+++ QUOTED PASSAGE

Module 1: Probability and Statistical Inference
Instructors: Jim Hughes and David Yanez
This module covers the laws of probability and the binomial, multinomial, and normal distributions. It covers descriptive statistics and methods of inference, including maximum likelihood, confidence intervals and simple Bayes methods. Classical hypothesis testing topics, including type I and II errors, two-sample tests, chi-square tests and contingency table analysis, and exact and permutation tests. Resampling methods, such as the bootstrap and jackknife, are covered as well. This module serves as a foundation for almost all of the later modules. Co-listed with the Summer Institute in Statistics and Modeling in Infectious Diseases.
Module 2: Molecular Genetics and Genomics
Instructors: Josh Akey and Greg Gibson
The molecular genetics and genomics module covers the theory and practice of modern genetics. It is designed to provide biologists with the foundations upon which statistical genetics is built, and/or an introduction to the concepts of classical and contemporary genetics for statisticians and informaticians. We start with the key concepts of quantitative and Mendelian genetics and then illustrate how these have been reconciled with molecular biology. Two half days are then spent on the basics of genome-wide association mapping as well as exome and whole genome sequencing; and on gene expression profiling and integrative genomics leading to systems biology. On the final afternoon the instructors provide their perspectives on the future of personalized medicine, and on evolutionary genetics.
Module 3: Introduction to R
Instructors: Ken Rice and Tim Thornton
This module introduces the R statistical environment, assuming no prior knowledge. It provides a foundation for the use of R for computation in later modules. In addition to discussing basic data management tasks in R, such as reading in data and producing summaries through R scripts, we will also introduce R’s graphics functions, its powerful package system, and simple methods of looping. Examples and exercises will use data drawn from biological and medical applications, including infectious diseases and genetics. Hands-on use of R is a major component of this module; users require a laptop and will use it in all sessions. Co-listed with the Summer Institute in Statistics and Modeling in Infectious Diseases.

++++++
+++ RECORD EXTRACTS

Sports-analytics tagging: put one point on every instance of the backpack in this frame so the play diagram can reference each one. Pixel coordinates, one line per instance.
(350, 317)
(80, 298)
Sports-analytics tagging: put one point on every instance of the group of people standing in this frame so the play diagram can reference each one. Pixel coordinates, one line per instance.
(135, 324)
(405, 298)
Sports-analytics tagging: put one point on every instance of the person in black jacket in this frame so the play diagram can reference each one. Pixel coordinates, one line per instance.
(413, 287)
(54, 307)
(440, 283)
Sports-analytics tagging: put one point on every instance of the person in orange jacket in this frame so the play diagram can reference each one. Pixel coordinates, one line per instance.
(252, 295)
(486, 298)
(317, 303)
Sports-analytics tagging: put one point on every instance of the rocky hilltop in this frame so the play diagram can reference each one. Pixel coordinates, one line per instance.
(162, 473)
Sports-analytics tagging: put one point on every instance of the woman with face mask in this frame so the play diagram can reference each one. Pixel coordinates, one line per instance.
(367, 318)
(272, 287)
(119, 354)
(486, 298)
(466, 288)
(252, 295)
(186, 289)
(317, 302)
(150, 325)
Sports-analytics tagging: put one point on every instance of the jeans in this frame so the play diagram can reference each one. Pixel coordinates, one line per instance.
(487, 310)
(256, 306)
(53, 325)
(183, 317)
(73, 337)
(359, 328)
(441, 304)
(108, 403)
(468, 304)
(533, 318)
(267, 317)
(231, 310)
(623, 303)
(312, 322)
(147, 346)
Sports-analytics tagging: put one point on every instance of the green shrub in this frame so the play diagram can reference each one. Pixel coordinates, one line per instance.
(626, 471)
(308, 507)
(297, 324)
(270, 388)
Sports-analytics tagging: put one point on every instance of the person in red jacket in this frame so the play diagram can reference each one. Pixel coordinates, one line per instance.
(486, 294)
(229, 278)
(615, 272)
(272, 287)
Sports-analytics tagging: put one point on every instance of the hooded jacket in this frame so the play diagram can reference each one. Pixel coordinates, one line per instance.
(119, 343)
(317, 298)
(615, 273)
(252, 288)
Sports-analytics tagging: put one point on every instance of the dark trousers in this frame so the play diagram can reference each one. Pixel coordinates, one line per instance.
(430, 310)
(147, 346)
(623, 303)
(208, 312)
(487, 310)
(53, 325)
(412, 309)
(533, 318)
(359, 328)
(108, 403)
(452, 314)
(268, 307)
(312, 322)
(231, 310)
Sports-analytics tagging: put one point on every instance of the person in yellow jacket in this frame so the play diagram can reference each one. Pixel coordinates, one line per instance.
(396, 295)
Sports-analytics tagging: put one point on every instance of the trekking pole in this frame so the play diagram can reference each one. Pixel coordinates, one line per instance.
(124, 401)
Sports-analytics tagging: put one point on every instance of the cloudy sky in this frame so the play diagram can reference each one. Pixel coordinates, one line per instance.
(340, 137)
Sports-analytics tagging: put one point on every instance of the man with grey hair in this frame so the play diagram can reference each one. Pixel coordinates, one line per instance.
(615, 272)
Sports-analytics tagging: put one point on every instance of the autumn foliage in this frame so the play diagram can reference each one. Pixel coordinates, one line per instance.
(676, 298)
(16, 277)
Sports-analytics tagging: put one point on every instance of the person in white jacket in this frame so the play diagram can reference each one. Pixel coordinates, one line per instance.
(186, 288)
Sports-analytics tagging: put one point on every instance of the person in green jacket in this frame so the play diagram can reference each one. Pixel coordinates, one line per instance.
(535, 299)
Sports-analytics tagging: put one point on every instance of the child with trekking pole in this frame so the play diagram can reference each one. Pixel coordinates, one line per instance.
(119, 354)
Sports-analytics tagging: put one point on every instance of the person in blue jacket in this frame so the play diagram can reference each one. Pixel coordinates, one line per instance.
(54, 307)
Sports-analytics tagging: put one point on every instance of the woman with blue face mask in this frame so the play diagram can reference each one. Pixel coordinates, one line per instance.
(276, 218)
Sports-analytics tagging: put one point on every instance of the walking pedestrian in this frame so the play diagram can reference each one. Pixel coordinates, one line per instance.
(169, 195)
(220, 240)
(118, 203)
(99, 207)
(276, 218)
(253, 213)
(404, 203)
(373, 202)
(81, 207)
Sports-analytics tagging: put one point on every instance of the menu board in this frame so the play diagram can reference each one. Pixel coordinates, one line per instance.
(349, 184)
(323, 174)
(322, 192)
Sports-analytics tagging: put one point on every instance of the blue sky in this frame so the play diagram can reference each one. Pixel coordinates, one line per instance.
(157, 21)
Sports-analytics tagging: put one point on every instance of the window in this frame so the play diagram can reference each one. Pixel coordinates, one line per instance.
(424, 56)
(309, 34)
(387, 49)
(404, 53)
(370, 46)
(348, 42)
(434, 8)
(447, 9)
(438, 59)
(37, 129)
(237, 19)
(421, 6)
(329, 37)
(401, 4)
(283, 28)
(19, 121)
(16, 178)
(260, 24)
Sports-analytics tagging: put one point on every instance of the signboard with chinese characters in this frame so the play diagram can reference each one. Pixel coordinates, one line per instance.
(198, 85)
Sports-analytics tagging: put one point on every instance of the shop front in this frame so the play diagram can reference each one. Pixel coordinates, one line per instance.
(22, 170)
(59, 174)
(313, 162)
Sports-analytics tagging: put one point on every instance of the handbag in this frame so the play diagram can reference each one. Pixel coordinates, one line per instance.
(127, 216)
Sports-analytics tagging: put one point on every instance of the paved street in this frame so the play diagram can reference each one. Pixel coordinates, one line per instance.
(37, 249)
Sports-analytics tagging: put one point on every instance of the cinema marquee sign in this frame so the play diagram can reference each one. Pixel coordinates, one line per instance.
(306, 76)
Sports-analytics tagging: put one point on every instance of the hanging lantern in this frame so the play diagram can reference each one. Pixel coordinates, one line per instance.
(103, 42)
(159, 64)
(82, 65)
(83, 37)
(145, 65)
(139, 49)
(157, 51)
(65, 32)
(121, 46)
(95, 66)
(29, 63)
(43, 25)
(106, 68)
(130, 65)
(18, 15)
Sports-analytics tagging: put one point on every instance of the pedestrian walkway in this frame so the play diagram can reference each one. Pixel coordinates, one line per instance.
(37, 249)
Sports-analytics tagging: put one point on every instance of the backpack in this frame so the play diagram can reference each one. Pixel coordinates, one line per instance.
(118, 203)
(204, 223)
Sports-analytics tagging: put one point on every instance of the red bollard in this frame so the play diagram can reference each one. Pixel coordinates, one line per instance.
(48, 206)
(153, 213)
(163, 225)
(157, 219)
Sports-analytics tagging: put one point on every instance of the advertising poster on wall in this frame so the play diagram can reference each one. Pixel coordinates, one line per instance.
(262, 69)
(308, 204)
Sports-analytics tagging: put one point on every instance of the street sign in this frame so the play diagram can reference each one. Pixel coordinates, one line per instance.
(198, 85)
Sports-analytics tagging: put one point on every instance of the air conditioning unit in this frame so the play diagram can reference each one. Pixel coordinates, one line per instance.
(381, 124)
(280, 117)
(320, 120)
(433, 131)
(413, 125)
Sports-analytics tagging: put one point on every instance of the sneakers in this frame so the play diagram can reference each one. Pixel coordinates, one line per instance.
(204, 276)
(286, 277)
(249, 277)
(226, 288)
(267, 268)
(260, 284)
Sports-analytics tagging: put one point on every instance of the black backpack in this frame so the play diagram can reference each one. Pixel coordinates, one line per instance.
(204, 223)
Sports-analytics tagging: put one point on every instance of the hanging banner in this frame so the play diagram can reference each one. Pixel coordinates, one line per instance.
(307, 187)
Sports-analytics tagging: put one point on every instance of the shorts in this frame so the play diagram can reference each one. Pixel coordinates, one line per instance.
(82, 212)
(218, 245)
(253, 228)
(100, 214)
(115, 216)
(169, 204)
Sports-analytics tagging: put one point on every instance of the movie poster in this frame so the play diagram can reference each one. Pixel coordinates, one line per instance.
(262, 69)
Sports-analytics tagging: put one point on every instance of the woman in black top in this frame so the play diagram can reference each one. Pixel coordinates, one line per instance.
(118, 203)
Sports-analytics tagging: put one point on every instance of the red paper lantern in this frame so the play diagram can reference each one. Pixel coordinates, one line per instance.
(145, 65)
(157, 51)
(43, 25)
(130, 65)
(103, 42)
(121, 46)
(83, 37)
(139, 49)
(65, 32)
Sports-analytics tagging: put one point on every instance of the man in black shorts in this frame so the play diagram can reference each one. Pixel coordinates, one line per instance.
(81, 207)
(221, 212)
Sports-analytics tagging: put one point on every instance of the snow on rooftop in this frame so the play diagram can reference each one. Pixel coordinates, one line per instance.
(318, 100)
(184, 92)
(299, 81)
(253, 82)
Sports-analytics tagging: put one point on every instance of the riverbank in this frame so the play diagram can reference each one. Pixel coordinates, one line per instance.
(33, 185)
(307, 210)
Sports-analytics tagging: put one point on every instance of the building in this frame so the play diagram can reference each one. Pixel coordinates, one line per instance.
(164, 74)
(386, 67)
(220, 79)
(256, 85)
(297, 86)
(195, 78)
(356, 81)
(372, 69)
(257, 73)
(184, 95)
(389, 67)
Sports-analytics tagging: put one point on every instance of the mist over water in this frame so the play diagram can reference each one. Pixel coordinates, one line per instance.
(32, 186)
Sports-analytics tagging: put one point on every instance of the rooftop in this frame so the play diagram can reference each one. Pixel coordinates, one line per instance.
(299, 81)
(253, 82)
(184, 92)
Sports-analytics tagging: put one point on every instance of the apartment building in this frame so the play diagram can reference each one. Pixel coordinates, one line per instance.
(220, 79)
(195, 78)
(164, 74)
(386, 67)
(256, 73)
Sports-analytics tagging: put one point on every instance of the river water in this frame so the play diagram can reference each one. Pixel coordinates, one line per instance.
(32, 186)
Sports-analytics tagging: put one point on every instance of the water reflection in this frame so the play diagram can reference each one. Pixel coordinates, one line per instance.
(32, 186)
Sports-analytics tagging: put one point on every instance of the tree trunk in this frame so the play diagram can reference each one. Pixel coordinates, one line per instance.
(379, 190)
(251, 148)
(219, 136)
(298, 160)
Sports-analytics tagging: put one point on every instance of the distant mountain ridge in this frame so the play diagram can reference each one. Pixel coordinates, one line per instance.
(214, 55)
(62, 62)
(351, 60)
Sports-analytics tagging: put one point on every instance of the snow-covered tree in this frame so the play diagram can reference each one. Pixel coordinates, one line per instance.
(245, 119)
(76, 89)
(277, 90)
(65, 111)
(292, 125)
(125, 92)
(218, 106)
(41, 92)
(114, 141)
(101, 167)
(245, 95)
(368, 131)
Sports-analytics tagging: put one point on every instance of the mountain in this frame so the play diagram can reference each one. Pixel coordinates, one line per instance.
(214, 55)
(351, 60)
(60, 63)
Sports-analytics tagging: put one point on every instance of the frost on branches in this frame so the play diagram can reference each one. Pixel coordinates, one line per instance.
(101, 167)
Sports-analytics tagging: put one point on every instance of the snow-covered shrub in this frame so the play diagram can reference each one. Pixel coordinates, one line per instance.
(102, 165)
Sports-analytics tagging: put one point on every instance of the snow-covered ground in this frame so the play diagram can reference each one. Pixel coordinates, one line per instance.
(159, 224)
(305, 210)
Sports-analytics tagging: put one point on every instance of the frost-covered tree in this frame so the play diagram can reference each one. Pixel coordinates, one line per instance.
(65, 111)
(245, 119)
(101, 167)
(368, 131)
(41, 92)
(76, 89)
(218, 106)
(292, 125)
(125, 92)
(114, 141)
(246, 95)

++++++

PROMPT 1: According to the module descriptions, why do participants in the Introduction to R module need a laptop? Answer in one to three sentences.
PROMPT 2: Copy word for word the part of the module descriptions that opens with the words containing "Module 2: Molecular" and closes with "on evolutionary genetics.".
Answer from the module descriptions alone.

WORKED SOLUTION 1: Hands-on use of R is a major component of the module. Participants use the laptop in every session.

WORKED SOLUTION 2:
Module 2: Molecular Genetics and Genomics
Instructors: Josh Akey and Greg Gibson
The molecular genetics and genomics module covers the theory and practice of modern genetics. It is designed to provide biologists with the foundations upon which statistical genetics is built, and/or an introduction to the concepts of classical and contemporary genetics for statisticians and informaticians. We start with the key concepts of quantitative and Mendelian genetics and then illustrate how these have been reconciled with molecular biology. Two half days are then spent on the basics of genome-wide association mapping as well as exome and whole genome sequencing; and on gene expression profiling and integrative genomics leading to systems biology. On the final afternoon the instructors provide their perspectives on the future of personalized medicine, and on evolutionary genetics.